WHAT TO PRODUCE => Reproduce the data below word for word, from the line containing "Reviewer note: every instance of the submerged" through the final line of the data, including both of those lines.

::: DATASET EXTRACT :::

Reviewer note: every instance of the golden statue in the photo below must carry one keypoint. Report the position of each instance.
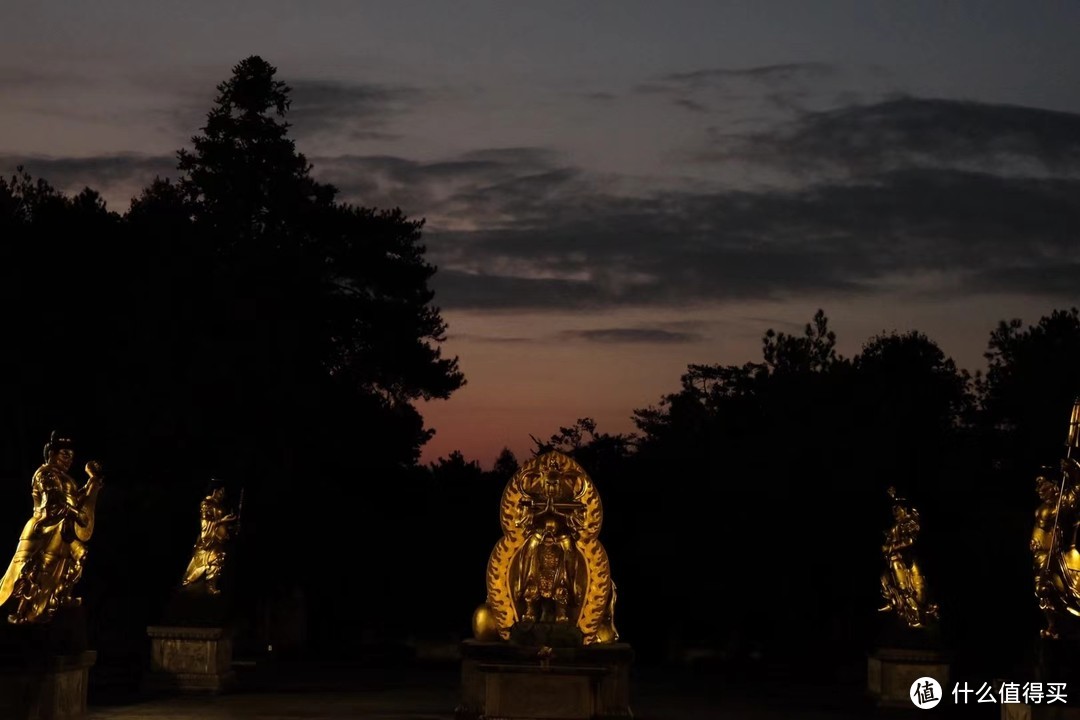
(1056, 560)
(216, 525)
(549, 567)
(903, 584)
(52, 548)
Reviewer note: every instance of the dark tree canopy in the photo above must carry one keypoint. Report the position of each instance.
(239, 322)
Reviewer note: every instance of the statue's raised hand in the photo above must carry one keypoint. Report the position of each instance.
(95, 473)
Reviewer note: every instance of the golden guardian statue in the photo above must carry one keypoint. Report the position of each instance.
(549, 568)
(216, 526)
(1056, 560)
(903, 584)
(51, 552)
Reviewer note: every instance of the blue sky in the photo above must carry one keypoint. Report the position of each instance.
(615, 190)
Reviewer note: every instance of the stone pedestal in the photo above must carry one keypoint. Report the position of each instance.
(507, 681)
(890, 673)
(45, 689)
(190, 659)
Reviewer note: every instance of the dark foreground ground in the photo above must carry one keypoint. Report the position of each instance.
(429, 691)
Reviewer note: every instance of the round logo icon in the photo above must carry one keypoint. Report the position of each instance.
(926, 693)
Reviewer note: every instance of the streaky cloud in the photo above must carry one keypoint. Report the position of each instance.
(633, 336)
(910, 132)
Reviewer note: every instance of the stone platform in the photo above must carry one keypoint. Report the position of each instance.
(890, 673)
(510, 682)
(190, 659)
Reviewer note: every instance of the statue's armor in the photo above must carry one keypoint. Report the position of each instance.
(551, 560)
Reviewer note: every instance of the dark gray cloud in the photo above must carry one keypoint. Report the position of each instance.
(349, 110)
(969, 230)
(633, 336)
(123, 174)
(913, 132)
(785, 72)
(522, 229)
(784, 86)
(13, 79)
(356, 110)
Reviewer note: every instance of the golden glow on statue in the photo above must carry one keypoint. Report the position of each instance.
(549, 566)
(903, 584)
(215, 528)
(1056, 560)
(52, 548)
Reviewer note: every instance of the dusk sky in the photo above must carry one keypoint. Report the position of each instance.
(617, 189)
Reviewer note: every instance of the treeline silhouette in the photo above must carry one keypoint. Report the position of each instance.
(242, 323)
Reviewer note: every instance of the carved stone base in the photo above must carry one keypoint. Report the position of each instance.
(502, 681)
(45, 689)
(190, 659)
(890, 673)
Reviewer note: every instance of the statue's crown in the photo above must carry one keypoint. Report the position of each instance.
(1074, 439)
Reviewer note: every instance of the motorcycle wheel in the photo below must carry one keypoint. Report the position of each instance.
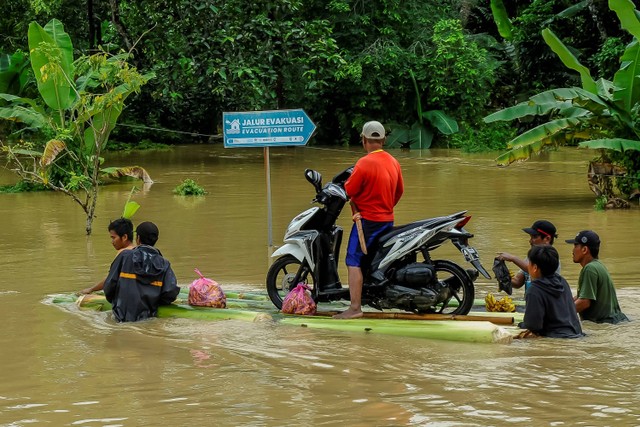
(281, 278)
(462, 289)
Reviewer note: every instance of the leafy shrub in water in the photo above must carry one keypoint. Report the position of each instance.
(189, 188)
(482, 137)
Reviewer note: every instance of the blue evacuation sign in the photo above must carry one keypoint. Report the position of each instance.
(267, 128)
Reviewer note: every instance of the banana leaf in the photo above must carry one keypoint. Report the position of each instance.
(441, 121)
(627, 14)
(127, 171)
(13, 76)
(535, 141)
(130, 208)
(615, 144)
(626, 81)
(27, 116)
(18, 99)
(53, 77)
(419, 136)
(102, 124)
(569, 60)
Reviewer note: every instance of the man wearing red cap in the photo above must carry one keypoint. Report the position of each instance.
(596, 299)
(375, 187)
(542, 232)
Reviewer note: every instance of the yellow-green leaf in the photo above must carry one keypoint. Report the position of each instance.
(51, 151)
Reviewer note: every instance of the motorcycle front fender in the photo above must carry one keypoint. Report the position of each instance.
(290, 249)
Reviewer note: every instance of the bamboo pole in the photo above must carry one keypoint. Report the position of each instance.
(497, 320)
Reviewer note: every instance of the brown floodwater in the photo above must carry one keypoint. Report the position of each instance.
(62, 366)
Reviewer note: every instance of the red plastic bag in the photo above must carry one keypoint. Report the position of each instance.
(205, 292)
(299, 301)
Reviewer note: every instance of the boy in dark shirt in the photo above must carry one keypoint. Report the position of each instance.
(550, 309)
(140, 279)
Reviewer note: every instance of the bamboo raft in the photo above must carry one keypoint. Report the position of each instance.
(477, 326)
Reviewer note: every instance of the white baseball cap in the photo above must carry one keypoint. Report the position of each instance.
(373, 130)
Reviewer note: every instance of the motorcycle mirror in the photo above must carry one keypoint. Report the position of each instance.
(315, 178)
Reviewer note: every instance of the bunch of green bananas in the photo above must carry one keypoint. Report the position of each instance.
(505, 304)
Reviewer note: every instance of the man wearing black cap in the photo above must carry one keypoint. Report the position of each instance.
(140, 279)
(542, 232)
(596, 299)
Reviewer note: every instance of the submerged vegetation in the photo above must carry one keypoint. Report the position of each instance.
(59, 136)
(189, 187)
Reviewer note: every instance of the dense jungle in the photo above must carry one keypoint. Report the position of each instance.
(80, 79)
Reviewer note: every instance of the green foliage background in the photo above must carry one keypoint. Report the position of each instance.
(342, 61)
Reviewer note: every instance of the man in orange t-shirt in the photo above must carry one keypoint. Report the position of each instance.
(375, 187)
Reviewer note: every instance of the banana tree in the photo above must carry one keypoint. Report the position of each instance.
(601, 114)
(82, 102)
(420, 134)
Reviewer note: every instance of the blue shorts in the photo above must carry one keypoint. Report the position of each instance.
(371, 230)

:::

WRITTEN SOLUTION =>
Reviewer note: every instance of the submerged vegetation in the photo above must carry one keypoint. Report the position of each instance.
(59, 136)
(189, 187)
Reviewer note: every instance of the dense jungle in the photo above must carry one keypoint. Report the position of each instance.
(80, 79)
Reviewer note: every instance of the green foliage background in the photo above must carry one keypoint. Report the position of each instance.
(342, 61)
Reviewer note: every instance of the man in orange t-shirt in the photo above must carry one keypoint. Report the position of each instance.
(375, 187)
Reviewer note: every instance of the banana tree in the photo above must carry one keypoint. Report the position of each instance.
(601, 114)
(82, 102)
(420, 134)
Reviewer note: every instance of the blue shorts in the photo above must carry one keypoint. Report the position of each instance.
(371, 230)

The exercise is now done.